▶ _What you need to do_
- A) In the blog post below about the Roomies synchronized reading, what did the writer buy on the spring break trip to Montreal?
- B) Reproduce the stretch of the Roomies blog post from "That year through" through "She was right.", word for word.

▶ _Excerpt to read_
## BEGIN

Synchronized Reading Roundup: Roomies by Sara Zarr and Tara Altebrando

Synchronized Readings are a semi-regular feature The Book Bandit and I will be running together every few months.

This month Nicole and I read Roomies by Sara Zarr and Tara Altebrando.

Here’s a rundown of all the posts I wrote up for the Synchronized Reading:

You can also head over to Nicole’s blog to see her posts:

Roomies Synchronized Reading Post #2: Vacation Destination Memories

Synchronized Readings are a semi-regular feature The Book Bandit and I will be running together every few months.

Our current Synchronized Reading is Roomies by Sara Zarr and Tara Altebrando.

Roomies is written with emails between Elizabeth and Lauren with Lauren in San Francisco and Elizabeth in a beach town in New Jersey. So for our second Synchronized Reading post on the book, Nicole and I decided to talk about a memorable vacation. Be sure to stop at her blog to see what she has to say as well.

I have not taken a lot of vacations that involve actually going places. I have been to visit family in New Jersey a couple of times. I have been to Disney World (which was glorious and fabulous and I want to go back right now). I went to Boston twice but don’t remember much of the first trip and the biggest memories of the second trip are going to the supermarket with my aunt and being shocked at how enormous it was.

In college I went on one spring break trip with my honors college to Montreal (this was before you needed a passport to get into Canada) where we saw the Notre Dame cathedral (church-like with a gift shop), went to the Musee de Beaux Art (amazing on every level and I wish I could have stayed longer), and ate poutine (*shudders*). Other things happened but aside from being cold all the time those were the highlights. Oh and I bought earrings shaped like Maple leaves.

I could talk about any of those vacations.

Instead, I’m going to talk about the trip I took to Los Angeles in 2006.

In 2006 I was a Senior Staff Writer for my college newspaper. I did not yet have my own column for book reviews but I did have a few articles I was really proud of among my clippings or whatever you call them.

That year through a series of weird luck, I was invited to attend a college newspaper conference with the editorial staff and a couple of other writers and photographers. It was totally bananas to be asked to go and totally cheap (I only paid airfare).

Now, as you all might have guessed, I tend to stay close to home. So I wasn’t sure about this whole flying cross-country thing. It was a weird time in the middle of a semester (which led to my having to redo a midterm for the first and only time in my live) and I had lost a lot of weight so none of my clothes fit particularly well (one of my souvenirs from this trip was a belt–no lie). But then my Aunt Linda and my mom and I were talking about it. And Linda said this was a once in a lifetime opportunity. It was something I’d be talking about for the rest of my life. And you know what? She was right.

I’m not even going to talk about the flights because they were miserable. Frankly, LA is a terrible city for people who don’t drive. It’s not a place I’d ever want to live. I’m not even sure I’d visit it again. But the trip was a lot of fun. (I recently reconnected with one of my roomies from this trip on Facebook and it was kind of nice seeing her photos of the trip were still online and still knowing there was proof out there that I was on it with her and everyone else.)

Somewhere I have an essay I wrote in my college memoir class about the saga that getting the Getty became. I have photos of the artwork and even brochures about the Courbet exhibit we went to see. It took hours but it was worth it. I would even brave LA again to visit that museum. I still have a keychain from there that I never use because I don’t want to break it.

## END

Excerpts from a pointing dataset
## BEGIN

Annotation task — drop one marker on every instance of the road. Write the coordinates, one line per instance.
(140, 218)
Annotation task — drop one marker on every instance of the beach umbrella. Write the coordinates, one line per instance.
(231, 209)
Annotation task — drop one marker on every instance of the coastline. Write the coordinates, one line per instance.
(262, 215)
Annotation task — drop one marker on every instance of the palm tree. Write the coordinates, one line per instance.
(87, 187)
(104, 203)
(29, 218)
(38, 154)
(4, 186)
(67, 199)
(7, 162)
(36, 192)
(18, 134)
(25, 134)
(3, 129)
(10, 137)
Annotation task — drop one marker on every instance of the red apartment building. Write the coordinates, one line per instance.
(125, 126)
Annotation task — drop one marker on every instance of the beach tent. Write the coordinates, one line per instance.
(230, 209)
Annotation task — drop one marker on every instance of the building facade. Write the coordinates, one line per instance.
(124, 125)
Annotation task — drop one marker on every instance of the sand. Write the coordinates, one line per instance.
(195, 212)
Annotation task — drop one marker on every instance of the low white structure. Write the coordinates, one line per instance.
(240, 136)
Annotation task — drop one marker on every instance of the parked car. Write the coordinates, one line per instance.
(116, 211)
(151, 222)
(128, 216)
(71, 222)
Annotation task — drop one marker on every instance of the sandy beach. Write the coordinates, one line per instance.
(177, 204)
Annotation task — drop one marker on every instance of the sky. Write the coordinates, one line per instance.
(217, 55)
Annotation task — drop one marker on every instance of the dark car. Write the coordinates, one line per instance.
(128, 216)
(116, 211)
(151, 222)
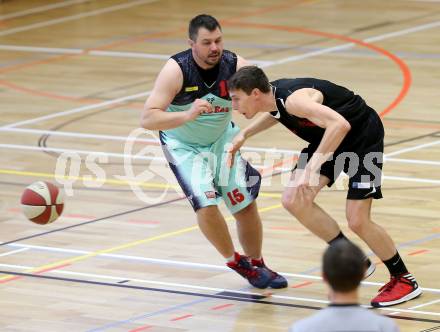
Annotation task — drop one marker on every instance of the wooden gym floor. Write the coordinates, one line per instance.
(74, 75)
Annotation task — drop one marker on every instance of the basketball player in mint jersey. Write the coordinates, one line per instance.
(191, 107)
(343, 133)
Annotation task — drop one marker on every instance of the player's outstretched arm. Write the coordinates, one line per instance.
(168, 84)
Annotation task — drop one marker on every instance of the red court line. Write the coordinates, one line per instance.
(223, 306)
(418, 252)
(142, 328)
(181, 317)
(401, 64)
(303, 284)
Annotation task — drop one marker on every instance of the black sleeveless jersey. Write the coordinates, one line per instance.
(351, 106)
(193, 84)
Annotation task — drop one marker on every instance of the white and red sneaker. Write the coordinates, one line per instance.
(399, 289)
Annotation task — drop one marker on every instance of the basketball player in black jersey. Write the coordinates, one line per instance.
(191, 108)
(344, 134)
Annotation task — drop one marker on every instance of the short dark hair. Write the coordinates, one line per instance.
(202, 21)
(343, 266)
(248, 78)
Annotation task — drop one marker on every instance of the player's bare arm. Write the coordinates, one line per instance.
(167, 86)
(307, 103)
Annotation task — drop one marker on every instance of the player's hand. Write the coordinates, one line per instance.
(234, 146)
(198, 107)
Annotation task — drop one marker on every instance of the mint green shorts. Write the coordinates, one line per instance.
(204, 177)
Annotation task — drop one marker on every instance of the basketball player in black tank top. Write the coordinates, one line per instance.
(343, 133)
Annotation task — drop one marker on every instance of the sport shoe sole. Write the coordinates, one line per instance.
(415, 293)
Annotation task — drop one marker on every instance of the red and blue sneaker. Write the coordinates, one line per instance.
(399, 289)
(257, 277)
(277, 281)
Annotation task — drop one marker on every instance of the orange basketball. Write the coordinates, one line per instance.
(42, 202)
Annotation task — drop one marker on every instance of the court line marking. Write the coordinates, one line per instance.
(131, 244)
(183, 263)
(126, 138)
(164, 185)
(203, 288)
(13, 252)
(75, 17)
(41, 9)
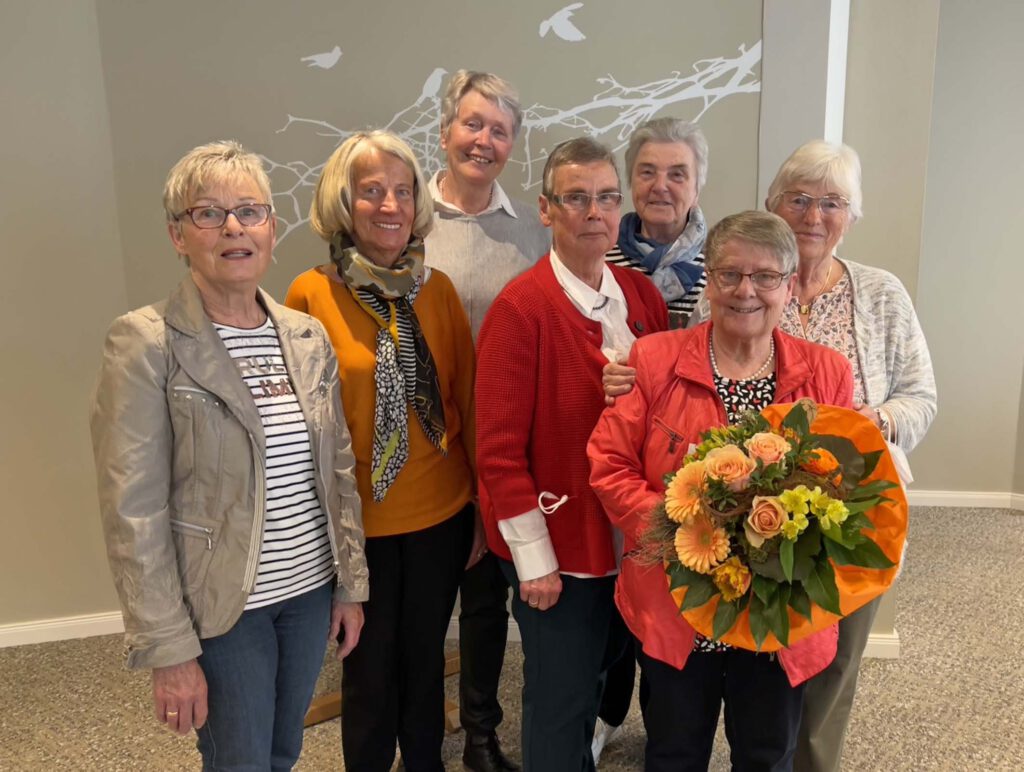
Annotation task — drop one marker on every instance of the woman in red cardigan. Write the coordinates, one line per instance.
(688, 381)
(541, 352)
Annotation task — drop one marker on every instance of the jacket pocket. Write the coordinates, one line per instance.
(195, 543)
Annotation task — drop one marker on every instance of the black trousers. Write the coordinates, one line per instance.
(483, 627)
(393, 682)
(681, 708)
(621, 675)
(563, 655)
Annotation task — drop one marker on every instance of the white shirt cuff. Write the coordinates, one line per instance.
(527, 538)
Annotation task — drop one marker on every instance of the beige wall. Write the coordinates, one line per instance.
(971, 269)
(62, 283)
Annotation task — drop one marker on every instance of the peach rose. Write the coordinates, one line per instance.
(765, 520)
(730, 465)
(771, 448)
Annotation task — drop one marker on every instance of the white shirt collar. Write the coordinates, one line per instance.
(581, 293)
(499, 199)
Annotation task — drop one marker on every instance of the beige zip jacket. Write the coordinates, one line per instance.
(180, 459)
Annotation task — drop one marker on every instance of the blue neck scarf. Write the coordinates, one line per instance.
(678, 255)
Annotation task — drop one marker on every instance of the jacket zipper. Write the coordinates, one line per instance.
(674, 437)
(197, 529)
(320, 475)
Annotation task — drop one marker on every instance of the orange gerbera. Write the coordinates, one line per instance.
(682, 498)
(823, 463)
(699, 545)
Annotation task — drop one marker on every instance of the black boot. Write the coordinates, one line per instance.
(483, 754)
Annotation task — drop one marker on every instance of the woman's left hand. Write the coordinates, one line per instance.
(479, 547)
(349, 616)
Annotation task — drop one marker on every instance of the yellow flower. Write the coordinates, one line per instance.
(682, 498)
(732, 579)
(796, 500)
(794, 527)
(700, 546)
(819, 501)
(837, 512)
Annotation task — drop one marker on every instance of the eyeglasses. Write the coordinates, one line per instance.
(580, 202)
(249, 215)
(762, 280)
(832, 205)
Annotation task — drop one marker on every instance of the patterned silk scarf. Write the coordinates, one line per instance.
(404, 372)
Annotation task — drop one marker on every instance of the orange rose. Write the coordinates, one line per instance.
(822, 463)
(682, 497)
(730, 465)
(765, 519)
(771, 448)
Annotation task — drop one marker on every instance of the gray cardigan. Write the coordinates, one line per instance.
(893, 353)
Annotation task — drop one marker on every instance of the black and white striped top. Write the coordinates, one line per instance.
(295, 555)
(679, 308)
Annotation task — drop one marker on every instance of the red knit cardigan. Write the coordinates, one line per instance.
(539, 395)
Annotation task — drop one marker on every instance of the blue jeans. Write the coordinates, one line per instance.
(260, 677)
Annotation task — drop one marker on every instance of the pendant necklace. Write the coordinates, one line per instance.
(753, 376)
(805, 308)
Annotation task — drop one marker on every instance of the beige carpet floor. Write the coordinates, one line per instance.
(953, 700)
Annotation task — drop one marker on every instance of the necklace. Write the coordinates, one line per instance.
(753, 376)
(805, 308)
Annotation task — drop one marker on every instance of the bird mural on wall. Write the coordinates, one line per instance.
(324, 60)
(561, 25)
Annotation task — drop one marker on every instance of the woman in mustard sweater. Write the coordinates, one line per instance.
(406, 358)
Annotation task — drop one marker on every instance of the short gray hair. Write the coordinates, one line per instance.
(487, 85)
(331, 211)
(579, 151)
(833, 164)
(209, 165)
(670, 130)
(758, 228)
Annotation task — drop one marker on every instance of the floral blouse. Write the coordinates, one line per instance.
(830, 325)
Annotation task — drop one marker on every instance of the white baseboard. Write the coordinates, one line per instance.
(883, 645)
(970, 499)
(62, 629)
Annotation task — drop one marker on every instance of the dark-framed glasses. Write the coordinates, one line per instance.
(726, 280)
(580, 202)
(799, 202)
(213, 217)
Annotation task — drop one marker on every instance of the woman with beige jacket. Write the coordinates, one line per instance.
(225, 481)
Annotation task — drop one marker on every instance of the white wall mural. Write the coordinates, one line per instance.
(609, 115)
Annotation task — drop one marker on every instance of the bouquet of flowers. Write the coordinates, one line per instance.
(771, 531)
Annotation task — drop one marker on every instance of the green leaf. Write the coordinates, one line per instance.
(870, 462)
(806, 552)
(770, 567)
(820, 586)
(778, 616)
(796, 419)
(759, 625)
(725, 617)
(864, 555)
(764, 589)
(785, 558)
(799, 601)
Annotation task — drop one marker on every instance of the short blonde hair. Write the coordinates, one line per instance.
(758, 228)
(331, 211)
(210, 165)
(832, 164)
(487, 85)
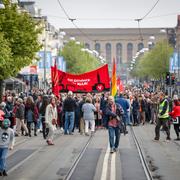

## END

▶ _Full solutions_
- A) Earrings shaped like maple leaves.

- B)
That year through a series of weird luck, I was invited to attend a college newspaper conference with the editorial staff and a couple of other writers and photographers. It was totally bananas to be asked to go and totally cheap (I only paid airfare).

Now, as you all might have guessed, I tend to stay close to home. So I wasn’t sure about this whole flying cross-country thing. It was a weird time in the middle of a semester (which led to my having to redo a midterm for the first and only time in my live) and I had lost a lot of weight so none of my clothes fit particularly well (one of my souvenirs from this trip was a belt–no lie). But then my Aunt Linda and my mom and I were talking about it. And Linda said this was a once in a lifetime opportunity. It was something I’d be talking about for the rest of my life. And you know what? She was right.